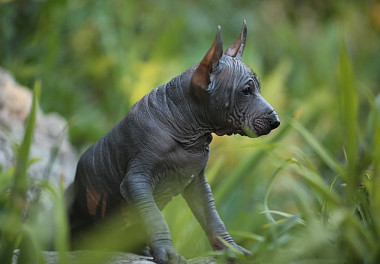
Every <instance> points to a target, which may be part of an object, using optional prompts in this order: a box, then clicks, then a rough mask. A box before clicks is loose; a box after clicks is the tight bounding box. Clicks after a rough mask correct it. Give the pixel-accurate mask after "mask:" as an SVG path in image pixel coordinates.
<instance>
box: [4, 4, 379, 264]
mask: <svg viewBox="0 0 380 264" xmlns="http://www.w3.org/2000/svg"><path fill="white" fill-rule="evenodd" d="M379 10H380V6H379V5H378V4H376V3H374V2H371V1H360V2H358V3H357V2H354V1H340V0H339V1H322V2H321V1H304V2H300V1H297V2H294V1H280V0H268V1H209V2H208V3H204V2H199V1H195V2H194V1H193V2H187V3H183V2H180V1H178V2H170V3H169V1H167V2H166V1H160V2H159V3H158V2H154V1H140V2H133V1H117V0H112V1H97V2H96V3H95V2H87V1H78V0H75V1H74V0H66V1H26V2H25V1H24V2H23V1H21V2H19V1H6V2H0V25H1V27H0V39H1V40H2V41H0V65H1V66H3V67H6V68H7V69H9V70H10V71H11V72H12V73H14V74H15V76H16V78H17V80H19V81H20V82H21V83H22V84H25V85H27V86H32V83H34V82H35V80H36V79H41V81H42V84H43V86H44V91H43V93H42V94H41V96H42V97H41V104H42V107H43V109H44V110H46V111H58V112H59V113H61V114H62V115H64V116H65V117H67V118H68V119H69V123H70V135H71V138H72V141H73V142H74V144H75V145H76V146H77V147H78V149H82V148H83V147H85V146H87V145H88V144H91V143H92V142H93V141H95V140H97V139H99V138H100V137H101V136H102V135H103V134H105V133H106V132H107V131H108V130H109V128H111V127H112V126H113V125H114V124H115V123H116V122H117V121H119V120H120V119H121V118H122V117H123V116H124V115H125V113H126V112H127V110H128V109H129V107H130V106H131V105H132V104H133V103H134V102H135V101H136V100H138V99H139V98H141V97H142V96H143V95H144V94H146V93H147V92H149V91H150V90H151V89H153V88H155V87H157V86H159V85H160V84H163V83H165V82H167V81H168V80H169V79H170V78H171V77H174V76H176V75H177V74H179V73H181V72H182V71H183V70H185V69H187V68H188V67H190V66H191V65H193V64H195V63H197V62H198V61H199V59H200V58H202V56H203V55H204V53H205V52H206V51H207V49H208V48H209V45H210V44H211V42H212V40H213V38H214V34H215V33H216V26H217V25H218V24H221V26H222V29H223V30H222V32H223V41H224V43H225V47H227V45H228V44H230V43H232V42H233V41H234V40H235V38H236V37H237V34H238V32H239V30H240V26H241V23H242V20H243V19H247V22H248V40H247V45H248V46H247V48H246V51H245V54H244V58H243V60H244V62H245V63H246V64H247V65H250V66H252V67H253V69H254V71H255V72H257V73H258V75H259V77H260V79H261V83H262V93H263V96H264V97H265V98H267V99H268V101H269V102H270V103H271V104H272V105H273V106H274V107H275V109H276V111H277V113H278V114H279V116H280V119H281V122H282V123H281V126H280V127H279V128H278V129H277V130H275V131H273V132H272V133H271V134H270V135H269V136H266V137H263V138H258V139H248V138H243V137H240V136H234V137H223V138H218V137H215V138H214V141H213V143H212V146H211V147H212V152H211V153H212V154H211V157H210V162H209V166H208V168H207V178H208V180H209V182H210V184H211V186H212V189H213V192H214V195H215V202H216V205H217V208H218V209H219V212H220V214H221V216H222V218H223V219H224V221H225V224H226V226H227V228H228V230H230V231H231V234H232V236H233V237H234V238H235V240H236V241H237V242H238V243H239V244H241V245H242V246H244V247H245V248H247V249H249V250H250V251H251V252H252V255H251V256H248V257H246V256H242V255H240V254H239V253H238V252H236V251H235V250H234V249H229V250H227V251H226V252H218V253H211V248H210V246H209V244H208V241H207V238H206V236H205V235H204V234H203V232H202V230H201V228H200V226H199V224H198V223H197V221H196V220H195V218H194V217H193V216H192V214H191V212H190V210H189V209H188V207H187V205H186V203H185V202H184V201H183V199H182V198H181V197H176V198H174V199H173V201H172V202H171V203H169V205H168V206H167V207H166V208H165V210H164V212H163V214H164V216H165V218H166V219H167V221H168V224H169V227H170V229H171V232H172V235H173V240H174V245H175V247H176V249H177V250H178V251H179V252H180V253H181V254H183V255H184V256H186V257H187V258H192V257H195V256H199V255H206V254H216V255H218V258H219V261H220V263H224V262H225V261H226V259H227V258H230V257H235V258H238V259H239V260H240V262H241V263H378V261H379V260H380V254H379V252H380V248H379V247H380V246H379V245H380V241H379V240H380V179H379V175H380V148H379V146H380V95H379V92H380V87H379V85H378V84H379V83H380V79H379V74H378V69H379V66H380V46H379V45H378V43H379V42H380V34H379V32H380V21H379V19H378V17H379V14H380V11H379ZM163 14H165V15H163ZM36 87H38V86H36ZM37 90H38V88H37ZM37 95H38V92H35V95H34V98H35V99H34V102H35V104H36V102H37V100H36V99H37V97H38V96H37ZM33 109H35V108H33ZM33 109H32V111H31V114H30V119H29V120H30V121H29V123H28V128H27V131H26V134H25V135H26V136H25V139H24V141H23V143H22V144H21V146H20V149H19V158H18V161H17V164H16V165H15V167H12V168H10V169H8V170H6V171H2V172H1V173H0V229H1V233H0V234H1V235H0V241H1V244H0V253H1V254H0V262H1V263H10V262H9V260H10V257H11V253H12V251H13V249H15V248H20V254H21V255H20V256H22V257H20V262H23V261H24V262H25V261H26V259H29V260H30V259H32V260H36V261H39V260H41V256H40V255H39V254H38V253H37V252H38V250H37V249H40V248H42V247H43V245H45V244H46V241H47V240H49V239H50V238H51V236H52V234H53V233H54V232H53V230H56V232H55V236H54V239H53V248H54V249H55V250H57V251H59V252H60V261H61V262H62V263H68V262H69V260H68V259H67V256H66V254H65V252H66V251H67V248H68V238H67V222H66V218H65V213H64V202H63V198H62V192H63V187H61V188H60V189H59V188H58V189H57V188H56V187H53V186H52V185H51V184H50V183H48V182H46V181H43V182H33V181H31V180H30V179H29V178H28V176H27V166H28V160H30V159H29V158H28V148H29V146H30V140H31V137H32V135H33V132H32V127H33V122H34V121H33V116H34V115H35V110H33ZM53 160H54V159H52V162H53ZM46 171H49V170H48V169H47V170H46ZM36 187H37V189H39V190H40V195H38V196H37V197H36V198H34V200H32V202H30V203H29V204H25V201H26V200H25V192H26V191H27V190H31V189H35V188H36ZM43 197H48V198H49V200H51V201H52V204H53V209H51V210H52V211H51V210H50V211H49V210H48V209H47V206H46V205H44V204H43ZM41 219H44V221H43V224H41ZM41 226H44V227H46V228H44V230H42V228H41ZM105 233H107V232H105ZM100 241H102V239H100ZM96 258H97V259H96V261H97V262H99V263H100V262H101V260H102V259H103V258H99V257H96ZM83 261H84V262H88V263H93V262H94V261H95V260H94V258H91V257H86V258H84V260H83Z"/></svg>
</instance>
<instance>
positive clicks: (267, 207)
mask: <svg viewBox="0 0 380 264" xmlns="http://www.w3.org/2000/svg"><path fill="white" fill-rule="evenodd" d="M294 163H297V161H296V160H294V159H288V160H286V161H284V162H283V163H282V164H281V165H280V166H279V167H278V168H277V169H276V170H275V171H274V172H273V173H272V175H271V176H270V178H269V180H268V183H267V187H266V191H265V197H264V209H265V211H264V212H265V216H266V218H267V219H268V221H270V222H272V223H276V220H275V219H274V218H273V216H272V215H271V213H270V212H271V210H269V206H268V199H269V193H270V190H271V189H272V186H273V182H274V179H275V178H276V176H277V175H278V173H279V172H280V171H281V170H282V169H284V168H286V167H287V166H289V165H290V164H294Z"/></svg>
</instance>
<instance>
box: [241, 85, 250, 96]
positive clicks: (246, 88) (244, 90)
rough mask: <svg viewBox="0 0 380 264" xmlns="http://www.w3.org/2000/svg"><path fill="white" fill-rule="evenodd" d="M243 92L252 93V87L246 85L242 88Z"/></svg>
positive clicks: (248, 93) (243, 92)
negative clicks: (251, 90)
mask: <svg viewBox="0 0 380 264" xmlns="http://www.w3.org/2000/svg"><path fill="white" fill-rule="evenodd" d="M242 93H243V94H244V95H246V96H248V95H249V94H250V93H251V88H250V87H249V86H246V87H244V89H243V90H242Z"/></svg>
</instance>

■ ACTION ITEM
Each line from the one containing "positive clicks: (248, 93) (243, 92)" to the last line of the material above should be reproduced word for word, with nothing added.

■ YOUR RESPONSE
positive clicks: (248, 93) (243, 92)
negative clicks: (251, 90)
mask: <svg viewBox="0 0 380 264" xmlns="http://www.w3.org/2000/svg"><path fill="white" fill-rule="evenodd" d="M242 93H243V94H244V95H246V96H248V95H249V94H250V93H251V88H250V87H249V86H246V87H244V89H243V90H242Z"/></svg>
</instance>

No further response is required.